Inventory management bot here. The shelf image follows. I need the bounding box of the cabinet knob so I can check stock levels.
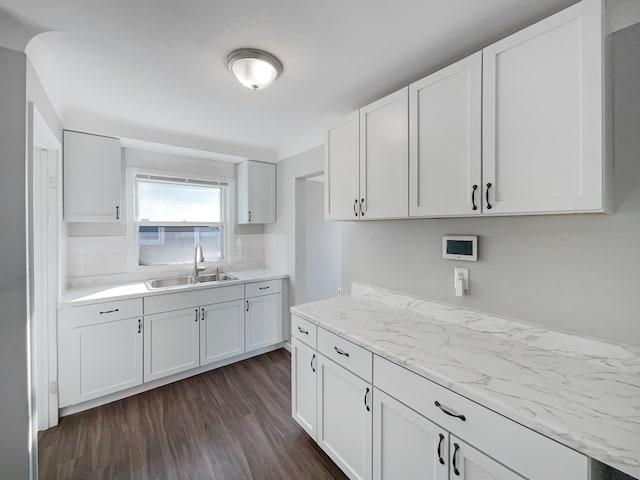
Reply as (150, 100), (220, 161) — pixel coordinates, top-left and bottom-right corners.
(487, 183), (493, 210)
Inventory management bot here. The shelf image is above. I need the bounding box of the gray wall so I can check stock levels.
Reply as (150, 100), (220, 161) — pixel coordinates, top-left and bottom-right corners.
(0, 47), (29, 479)
(342, 25), (640, 345)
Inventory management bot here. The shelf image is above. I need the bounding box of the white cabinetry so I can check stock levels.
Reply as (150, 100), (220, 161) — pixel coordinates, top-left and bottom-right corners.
(317, 355), (372, 480)
(291, 338), (318, 440)
(325, 88), (409, 220)
(358, 88), (409, 219)
(373, 389), (449, 480)
(63, 130), (122, 222)
(409, 52), (482, 217)
(58, 299), (143, 408)
(324, 112), (360, 220)
(483, 0), (607, 214)
(244, 280), (282, 352)
(144, 308), (200, 382)
(238, 160), (276, 224)
(450, 436), (524, 480)
(200, 300), (244, 365)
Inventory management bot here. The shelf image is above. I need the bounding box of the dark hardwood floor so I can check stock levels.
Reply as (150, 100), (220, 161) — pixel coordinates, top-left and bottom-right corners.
(38, 350), (347, 480)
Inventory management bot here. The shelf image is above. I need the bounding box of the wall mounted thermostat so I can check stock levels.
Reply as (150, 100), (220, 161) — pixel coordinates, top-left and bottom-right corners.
(442, 235), (478, 262)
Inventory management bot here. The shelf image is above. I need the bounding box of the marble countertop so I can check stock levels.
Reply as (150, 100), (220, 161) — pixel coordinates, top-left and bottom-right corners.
(58, 269), (287, 308)
(291, 284), (640, 478)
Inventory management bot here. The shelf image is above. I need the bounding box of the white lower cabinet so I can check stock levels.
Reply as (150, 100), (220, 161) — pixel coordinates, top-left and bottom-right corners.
(373, 389), (449, 480)
(58, 317), (143, 407)
(200, 300), (244, 365)
(291, 338), (318, 440)
(245, 293), (282, 352)
(144, 308), (200, 382)
(317, 355), (373, 480)
(450, 435), (524, 480)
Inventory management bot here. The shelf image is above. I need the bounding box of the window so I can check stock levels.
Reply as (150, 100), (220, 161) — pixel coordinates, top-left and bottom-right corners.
(135, 175), (228, 266)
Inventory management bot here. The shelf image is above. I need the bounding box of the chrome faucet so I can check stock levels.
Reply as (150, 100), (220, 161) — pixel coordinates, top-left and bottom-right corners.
(193, 244), (205, 281)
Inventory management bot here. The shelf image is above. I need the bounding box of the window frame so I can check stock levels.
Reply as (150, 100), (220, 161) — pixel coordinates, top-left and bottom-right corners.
(126, 167), (234, 274)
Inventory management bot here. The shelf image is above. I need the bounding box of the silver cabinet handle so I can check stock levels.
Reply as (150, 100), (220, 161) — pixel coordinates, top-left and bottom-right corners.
(434, 400), (467, 422)
(333, 347), (349, 357)
(364, 387), (371, 412)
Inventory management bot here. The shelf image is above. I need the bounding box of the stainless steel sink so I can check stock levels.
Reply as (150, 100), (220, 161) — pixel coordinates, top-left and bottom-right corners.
(145, 273), (238, 290)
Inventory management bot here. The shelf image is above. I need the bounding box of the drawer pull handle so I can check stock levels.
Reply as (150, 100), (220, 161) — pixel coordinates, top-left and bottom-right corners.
(451, 443), (460, 476)
(435, 400), (467, 422)
(364, 388), (371, 412)
(487, 183), (493, 210)
(333, 347), (349, 357)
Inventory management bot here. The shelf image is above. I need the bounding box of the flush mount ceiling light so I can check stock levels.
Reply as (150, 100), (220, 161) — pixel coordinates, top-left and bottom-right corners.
(227, 48), (282, 90)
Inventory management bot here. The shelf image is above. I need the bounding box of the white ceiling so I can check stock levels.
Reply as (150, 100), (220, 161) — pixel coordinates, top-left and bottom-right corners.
(0, 0), (575, 158)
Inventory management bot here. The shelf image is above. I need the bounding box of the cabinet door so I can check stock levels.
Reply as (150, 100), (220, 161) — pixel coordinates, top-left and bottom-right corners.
(409, 52), (482, 217)
(449, 435), (524, 480)
(360, 87), (409, 219)
(483, 2), (605, 214)
(63, 130), (122, 222)
(373, 389), (449, 480)
(317, 355), (372, 480)
(144, 308), (200, 382)
(291, 338), (318, 440)
(245, 293), (282, 352)
(200, 300), (244, 365)
(58, 318), (142, 407)
(324, 112), (360, 220)
(238, 160), (276, 224)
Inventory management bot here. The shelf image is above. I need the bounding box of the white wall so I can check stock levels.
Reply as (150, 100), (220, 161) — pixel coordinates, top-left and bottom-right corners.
(264, 146), (324, 308)
(66, 149), (265, 285)
(342, 25), (640, 345)
(0, 47), (30, 479)
(296, 180), (342, 302)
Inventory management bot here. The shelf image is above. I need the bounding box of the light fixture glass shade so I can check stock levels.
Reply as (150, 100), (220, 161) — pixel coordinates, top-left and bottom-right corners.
(227, 48), (282, 90)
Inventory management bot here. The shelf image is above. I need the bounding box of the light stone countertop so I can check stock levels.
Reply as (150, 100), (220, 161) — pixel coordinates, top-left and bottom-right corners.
(291, 283), (640, 478)
(58, 269), (287, 308)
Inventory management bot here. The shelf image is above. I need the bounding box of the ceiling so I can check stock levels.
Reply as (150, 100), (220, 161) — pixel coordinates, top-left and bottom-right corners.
(0, 0), (575, 158)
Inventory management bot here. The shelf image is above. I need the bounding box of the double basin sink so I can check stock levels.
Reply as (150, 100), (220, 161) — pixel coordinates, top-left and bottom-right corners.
(144, 273), (238, 290)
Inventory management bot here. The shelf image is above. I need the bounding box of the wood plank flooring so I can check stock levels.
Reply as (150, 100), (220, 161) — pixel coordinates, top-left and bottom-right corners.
(38, 349), (347, 480)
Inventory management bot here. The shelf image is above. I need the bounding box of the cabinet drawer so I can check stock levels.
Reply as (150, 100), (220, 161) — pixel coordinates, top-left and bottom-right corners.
(244, 280), (282, 298)
(60, 298), (142, 328)
(144, 285), (244, 315)
(318, 328), (373, 383)
(373, 355), (589, 480)
(291, 315), (318, 349)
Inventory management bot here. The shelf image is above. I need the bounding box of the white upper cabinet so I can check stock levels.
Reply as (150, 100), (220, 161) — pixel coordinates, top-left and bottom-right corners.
(63, 130), (122, 222)
(238, 160), (276, 224)
(409, 52), (482, 217)
(324, 112), (360, 220)
(483, 0), (606, 214)
(358, 87), (409, 219)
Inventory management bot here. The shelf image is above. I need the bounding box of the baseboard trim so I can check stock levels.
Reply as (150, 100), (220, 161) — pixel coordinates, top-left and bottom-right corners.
(58, 342), (284, 417)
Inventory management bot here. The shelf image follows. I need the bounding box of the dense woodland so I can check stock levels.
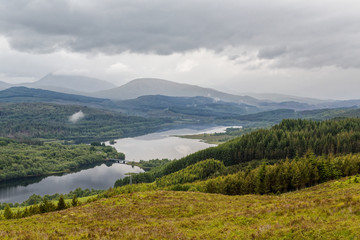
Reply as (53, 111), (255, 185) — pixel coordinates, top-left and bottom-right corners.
(0, 103), (171, 143)
(115, 118), (360, 186)
(0, 138), (123, 181)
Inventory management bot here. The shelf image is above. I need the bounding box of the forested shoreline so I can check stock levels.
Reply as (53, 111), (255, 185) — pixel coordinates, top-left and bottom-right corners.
(0, 138), (123, 182)
(115, 118), (360, 186)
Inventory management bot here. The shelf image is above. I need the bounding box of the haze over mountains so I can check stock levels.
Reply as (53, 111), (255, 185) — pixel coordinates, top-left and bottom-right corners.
(0, 74), (360, 114)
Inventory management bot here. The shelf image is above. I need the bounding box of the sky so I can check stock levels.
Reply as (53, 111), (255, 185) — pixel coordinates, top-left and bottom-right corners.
(0, 0), (360, 99)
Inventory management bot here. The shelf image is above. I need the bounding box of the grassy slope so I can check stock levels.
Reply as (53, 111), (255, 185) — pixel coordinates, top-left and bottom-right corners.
(0, 177), (360, 239)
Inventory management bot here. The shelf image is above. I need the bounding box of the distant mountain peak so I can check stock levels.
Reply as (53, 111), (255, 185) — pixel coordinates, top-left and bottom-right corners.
(27, 73), (116, 93)
(89, 78), (258, 104)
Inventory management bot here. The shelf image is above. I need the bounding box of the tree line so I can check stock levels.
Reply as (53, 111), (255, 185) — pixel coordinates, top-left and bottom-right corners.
(204, 152), (360, 195)
(115, 118), (360, 186)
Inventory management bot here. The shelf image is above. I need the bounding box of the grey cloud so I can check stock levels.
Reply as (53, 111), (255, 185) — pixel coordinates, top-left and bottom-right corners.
(0, 0), (360, 68)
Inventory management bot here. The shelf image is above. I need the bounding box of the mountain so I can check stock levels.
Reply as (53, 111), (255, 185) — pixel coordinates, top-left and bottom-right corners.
(20, 74), (116, 95)
(0, 81), (12, 90)
(116, 95), (260, 117)
(0, 87), (116, 108)
(92, 78), (259, 105)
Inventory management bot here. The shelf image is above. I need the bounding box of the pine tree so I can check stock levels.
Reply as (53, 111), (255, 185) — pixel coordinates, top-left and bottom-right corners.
(71, 194), (79, 207)
(4, 204), (13, 219)
(56, 195), (66, 210)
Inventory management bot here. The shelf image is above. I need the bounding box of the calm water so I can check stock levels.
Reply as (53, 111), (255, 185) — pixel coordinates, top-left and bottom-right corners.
(0, 127), (236, 203)
(106, 126), (236, 162)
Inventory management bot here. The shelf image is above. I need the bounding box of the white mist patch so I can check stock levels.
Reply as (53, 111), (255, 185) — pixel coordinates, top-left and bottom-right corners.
(69, 110), (85, 123)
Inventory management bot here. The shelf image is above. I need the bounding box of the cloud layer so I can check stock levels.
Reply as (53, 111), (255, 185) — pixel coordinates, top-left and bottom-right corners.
(0, 0), (360, 68)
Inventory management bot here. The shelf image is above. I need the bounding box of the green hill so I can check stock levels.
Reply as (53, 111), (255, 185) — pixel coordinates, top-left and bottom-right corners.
(0, 178), (360, 239)
(0, 103), (170, 143)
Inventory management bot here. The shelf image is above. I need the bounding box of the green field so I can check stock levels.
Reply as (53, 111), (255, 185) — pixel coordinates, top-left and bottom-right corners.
(0, 178), (360, 239)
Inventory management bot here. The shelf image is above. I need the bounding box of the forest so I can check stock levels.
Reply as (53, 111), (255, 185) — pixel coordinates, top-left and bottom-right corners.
(115, 118), (360, 186)
(0, 138), (123, 181)
(0, 103), (171, 143)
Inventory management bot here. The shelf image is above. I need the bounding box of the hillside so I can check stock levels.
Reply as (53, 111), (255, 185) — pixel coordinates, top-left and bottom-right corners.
(19, 73), (116, 94)
(0, 81), (11, 90)
(115, 95), (260, 118)
(94, 78), (259, 105)
(0, 87), (117, 109)
(0, 103), (170, 143)
(0, 178), (360, 239)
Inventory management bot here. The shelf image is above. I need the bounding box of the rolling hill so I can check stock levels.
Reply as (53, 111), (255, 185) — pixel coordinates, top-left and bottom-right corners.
(0, 81), (12, 90)
(94, 78), (259, 105)
(0, 87), (116, 109)
(19, 73), (116, 95)
(0, 179), (360, 239)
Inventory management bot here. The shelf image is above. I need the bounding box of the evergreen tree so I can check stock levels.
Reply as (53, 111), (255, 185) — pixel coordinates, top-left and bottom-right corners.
(71, 194), (79, 207)
(56, 195), (66, 210)
(4, 204), (13, 219)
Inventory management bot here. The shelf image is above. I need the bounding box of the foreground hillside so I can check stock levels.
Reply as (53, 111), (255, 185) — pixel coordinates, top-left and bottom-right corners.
(0, 177), (360, 239)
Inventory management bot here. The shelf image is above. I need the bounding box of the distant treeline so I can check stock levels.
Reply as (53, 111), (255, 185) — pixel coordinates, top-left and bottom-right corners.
(0, 138), (124, 181)
(115, 118), (360, 186)
(0, 103), (171, 143)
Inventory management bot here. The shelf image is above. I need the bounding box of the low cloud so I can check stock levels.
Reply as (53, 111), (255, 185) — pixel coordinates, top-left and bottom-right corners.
(69, 110), (85, 123)
(0, 0), (360, 68)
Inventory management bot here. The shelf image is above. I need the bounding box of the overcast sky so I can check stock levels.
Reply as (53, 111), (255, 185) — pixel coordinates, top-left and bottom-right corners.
(0, 0), (360, 99)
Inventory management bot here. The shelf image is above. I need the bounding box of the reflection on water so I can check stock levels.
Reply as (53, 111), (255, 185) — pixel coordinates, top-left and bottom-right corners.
(106, 127), (232, 162)
(0, 164), (143, 202)
(0, 124), (240, 202)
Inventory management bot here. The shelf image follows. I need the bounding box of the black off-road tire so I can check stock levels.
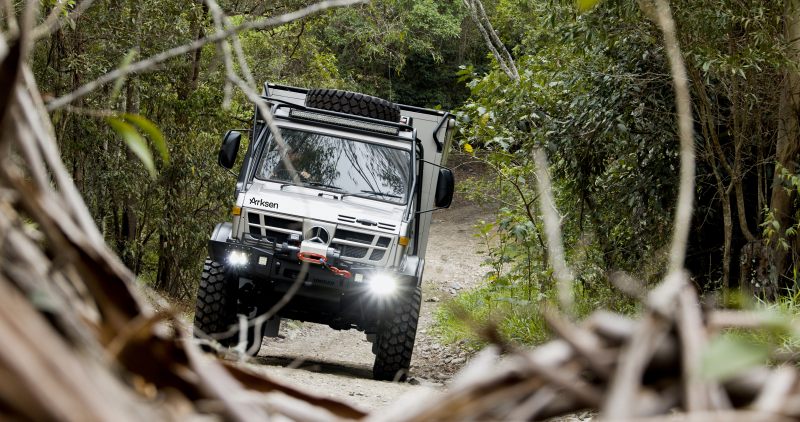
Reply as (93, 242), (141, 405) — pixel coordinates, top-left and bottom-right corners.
(194, 258), (263, 353)
(372, 287), (422, 381)
(306, 89), (400, 123)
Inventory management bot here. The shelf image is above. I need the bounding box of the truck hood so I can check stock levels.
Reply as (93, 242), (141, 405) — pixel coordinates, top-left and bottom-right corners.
(239, 183), (405, 234)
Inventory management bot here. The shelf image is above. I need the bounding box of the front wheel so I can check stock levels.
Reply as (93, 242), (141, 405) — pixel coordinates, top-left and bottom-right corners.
(194, 258), (263, 355)
(372, 286), (422, 381)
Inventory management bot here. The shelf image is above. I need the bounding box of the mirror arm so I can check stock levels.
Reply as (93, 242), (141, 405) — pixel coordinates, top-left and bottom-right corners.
(414, 207), (447, 215)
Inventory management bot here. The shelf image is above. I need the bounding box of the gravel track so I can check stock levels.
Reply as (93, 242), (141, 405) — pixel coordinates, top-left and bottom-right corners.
(234, 202), (490, 411)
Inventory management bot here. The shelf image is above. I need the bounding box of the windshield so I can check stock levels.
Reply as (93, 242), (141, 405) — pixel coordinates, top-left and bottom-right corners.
(256, 129), (411, 203)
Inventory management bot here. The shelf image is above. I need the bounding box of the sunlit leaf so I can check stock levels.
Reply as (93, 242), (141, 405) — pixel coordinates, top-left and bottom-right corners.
(122, 114), (169, 164)
(106, 117), (156, 179)
(575, 0), (600, 12)
(701, 335), (769, 380)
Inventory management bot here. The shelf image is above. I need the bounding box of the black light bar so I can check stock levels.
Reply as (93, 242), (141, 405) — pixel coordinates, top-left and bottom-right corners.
(289, 108), (400, 136)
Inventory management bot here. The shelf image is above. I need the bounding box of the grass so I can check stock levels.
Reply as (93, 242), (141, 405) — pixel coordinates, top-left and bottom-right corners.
(433, 274), (639, 349)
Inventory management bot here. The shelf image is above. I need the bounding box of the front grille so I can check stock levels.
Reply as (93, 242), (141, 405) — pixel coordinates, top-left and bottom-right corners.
(241, 210), (392, 264)
(331, 228), (392, 261)
(334, 230), (375, 245)
(246, 210), (303, 244)
(333, 244), (369, 259)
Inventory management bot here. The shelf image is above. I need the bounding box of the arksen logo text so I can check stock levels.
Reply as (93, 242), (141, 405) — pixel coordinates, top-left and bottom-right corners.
(250, 198), (278, 209)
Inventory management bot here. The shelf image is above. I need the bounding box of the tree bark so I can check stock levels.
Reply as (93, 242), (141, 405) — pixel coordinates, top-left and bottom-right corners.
(769, 0), (800, 287)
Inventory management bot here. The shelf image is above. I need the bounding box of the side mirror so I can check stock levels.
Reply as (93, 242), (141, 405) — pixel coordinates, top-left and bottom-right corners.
(217, 130), (242, 170)
(433, 168), (455, 208)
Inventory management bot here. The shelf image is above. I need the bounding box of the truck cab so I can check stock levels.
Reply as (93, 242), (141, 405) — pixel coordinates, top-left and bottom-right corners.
(195, 84), (454, 380)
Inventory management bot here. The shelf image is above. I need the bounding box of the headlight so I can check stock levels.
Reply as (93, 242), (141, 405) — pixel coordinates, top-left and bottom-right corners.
(228, 251), (247, 267)
(367, 273), (397, 296)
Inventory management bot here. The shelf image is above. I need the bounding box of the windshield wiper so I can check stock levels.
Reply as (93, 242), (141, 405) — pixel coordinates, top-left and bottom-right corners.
(303, 182), (344, 190)
(361, 190), (402, 198)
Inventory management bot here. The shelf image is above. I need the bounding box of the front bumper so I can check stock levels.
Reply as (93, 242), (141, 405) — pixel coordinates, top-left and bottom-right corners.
(209, 225), (421, 333)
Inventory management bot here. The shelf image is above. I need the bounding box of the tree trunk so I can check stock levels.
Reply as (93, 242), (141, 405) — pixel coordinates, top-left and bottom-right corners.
(769, 0), (800, 287)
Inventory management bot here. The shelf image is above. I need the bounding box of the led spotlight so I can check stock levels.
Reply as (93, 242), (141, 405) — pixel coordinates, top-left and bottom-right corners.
(367, 273), (397, 296)
(228, 251), (247, 267)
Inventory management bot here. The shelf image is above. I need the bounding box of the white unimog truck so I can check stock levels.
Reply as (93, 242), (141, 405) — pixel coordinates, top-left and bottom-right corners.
(194, 84), (454, 380)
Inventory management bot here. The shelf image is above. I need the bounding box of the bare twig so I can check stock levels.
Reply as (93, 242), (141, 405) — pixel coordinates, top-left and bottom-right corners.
(533, 148), (575, 313)
(653, 0), (695, 272)
(47, 0), (366, 111)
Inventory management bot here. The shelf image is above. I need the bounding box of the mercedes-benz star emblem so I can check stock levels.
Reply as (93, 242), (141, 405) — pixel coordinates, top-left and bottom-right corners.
(308, 226), (331, 245)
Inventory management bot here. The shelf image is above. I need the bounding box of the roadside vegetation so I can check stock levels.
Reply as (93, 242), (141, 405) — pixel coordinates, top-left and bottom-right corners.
(31, 0), (800, 352)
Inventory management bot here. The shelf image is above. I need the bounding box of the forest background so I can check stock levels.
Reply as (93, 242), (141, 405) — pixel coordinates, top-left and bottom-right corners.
(33, 0), (800, 342)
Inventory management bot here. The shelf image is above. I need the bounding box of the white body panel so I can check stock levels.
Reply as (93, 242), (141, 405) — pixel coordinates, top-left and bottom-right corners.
(247, 86), (452, 267)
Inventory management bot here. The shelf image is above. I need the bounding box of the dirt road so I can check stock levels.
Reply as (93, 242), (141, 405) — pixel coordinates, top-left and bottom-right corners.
(234, 202), (489, 410)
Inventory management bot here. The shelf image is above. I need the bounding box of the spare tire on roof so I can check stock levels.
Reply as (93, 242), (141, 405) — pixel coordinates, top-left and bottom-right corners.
(306, 89), (400, 122)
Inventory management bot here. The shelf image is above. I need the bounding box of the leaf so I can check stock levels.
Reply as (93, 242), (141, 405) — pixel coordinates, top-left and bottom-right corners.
(122, 113), (169, 164)
(575, 0), (600, 12)
(701, 335), (769, 381)
(110, 48), (136, 104)
(106, 117), (156, 179)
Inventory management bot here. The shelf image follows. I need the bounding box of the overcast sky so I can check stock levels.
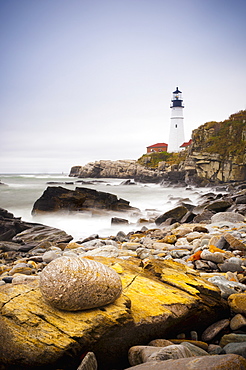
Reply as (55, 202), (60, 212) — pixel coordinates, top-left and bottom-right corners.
(0, 0), (246, 173)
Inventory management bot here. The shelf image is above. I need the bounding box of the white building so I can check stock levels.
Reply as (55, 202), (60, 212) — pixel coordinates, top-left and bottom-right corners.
(168, 87), (185, 152)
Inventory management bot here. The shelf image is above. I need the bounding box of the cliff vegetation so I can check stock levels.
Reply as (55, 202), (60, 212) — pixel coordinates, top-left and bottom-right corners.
(137, 150), (187, 169)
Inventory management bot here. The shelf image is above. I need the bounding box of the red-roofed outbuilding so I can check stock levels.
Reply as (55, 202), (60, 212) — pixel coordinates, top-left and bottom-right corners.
(180, 139), (192, 148)
(147, 143), (168, 153)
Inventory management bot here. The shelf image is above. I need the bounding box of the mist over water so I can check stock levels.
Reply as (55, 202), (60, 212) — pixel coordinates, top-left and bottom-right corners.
(0, 174), (209, 240)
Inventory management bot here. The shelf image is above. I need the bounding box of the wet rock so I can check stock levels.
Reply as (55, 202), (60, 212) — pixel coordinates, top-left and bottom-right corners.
(0, 241), (22, 252)
(201, 319), (230, 342)
(224, 343), (246, 358)
(128, 346), (167, 366)
(146, 344), (193, 362)
(208, 276), (246, 302)
(111, 217), (129, 225)
(77, 352), (98, 370)
(148, 339), (173, 347)
(181, 342), (208, 357)
(201, 249), (225, 263)
(12, 225), (73, 246)
(228, 293), (246, 316)
(40, 257), (122, 311)
(219, 257), (244, 272)
(85, 245), (119, 257)
(32, 186), (136, 215)
(230, 313), (246, 331)
(224, 233), (246, 251)
(125, 354), (246, 370)
(0, 257), (227, 369)
(219, 333), (246, 347)
(211, 212), (245, 223)
(155, 206), (188, 225)
(208, 344), (225, 355)
(205, 200), (232, 212)
(42, 250), (62, 263)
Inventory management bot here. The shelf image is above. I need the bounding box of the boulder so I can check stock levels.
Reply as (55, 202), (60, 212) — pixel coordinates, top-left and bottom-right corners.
(125, 354), (246, 370)
(155, 206), (188, 225)
(69, 160), (164, 184)
(0, 257), (228, 370)
(40, 257), (122, 311)
(32, 186), (136, 215)
(12, 225), (73, 247)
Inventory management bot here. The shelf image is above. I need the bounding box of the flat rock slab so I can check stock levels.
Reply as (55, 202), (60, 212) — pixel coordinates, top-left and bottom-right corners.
(125, 355), (246, 370)
(32, 186), (136, 215)
(0, 257), (229, 370)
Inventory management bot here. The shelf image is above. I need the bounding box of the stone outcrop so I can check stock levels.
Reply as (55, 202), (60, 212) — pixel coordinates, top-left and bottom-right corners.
(39, 256), (122, 311)
(69, 160), (164, 182)
(32, 186), (136, 214)
(181, 111), (246, 182)
(0, 257), (227, 370)
(0, 208), (73, 247)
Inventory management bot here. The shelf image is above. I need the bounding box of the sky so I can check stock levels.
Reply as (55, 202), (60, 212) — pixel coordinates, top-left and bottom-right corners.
(0, 0), (246, 173)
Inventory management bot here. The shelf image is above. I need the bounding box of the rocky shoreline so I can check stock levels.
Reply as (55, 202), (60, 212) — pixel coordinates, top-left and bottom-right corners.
(0, 183), (246, 370)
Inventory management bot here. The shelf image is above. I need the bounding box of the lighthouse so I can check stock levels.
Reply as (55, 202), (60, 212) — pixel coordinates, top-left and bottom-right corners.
(168, 87), (185, 152)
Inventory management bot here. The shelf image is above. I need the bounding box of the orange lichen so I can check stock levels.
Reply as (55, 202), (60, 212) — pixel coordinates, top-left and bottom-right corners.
(209, 245), (226, 253)
(187, 251), (202, 261)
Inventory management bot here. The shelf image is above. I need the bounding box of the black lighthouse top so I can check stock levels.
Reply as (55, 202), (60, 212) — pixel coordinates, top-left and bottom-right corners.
(171, 87), (184, 108)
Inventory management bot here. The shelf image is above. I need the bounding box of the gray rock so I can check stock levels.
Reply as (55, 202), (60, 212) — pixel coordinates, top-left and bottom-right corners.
(181, 342), (208, 356)
(219, 333), (246, 348)
(12, 225), (73, 246)
(148, 339), (173, 347)
(219, 257), (244, 272)
(155, 206), (188, 225)
(201, 249), (225, 263)
(136, 248), (151, 260)
(0, 241), (22, 252)
(125, 354), (246, 370)
(211, 212), (245, 223)
(209, 276), (246, 298)
(128, 346), (166, 366)
(40, 257), (122, 311)
(208, 344), (225, 355)
(224, 343), (246, 358)
(85, 245), (119, 257)
(201, 319), (230, 342)
(77, 352), (98, 370)
(43, 250), (62, 263)
(111, 217), (129, 225)
(147, 344), (193, 362)
(230, 313), (246, 330)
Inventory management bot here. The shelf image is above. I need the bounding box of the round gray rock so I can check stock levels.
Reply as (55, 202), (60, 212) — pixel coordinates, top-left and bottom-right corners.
(40, 256), (122, 311)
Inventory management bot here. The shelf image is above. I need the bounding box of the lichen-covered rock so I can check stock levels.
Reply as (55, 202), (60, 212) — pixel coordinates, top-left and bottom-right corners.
(40, 256), (122, 311)
(32, 186), (136, 215)
(69, 160), (164, 182)
(125, 354), (246, 370)
(0, 257), (228, 370)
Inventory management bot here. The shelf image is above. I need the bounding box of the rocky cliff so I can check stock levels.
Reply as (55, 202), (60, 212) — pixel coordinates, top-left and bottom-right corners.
(69, 110), (246, 185)
(69, 160), (164, 182)
(180, 110), (246, 183)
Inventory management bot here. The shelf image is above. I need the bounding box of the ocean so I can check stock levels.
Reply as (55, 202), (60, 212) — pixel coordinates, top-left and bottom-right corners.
(0, 174), (211, 241)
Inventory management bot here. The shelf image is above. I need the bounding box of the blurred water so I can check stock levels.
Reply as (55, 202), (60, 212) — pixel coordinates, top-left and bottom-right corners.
(0, 174), (209, 240)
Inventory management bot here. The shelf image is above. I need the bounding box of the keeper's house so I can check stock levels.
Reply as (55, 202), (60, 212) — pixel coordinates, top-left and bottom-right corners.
(147, 143), (167, 153)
□ □ □ □ □
What you should do. Set down again, character for character, the lines from the one containing "outcrop so I can check stock levels." through the one containing "(0, 208), (73, 247)", including both of those lines.

Task output.
Inventory management bot here. The shelf image is above. I need the bounding box of the stone outcrop so I can check stock levels.
Reply as (55, 202), (60, 212) — pixel coordinates, top-left and bottom-right corners.
(39, 256), (122, 311)
(69, 160), (164, 182)
(32, 186), (136, 214)
(181, 111), (246, 182)
(0, 257), (227, 370)
(0, 208), (73, 247)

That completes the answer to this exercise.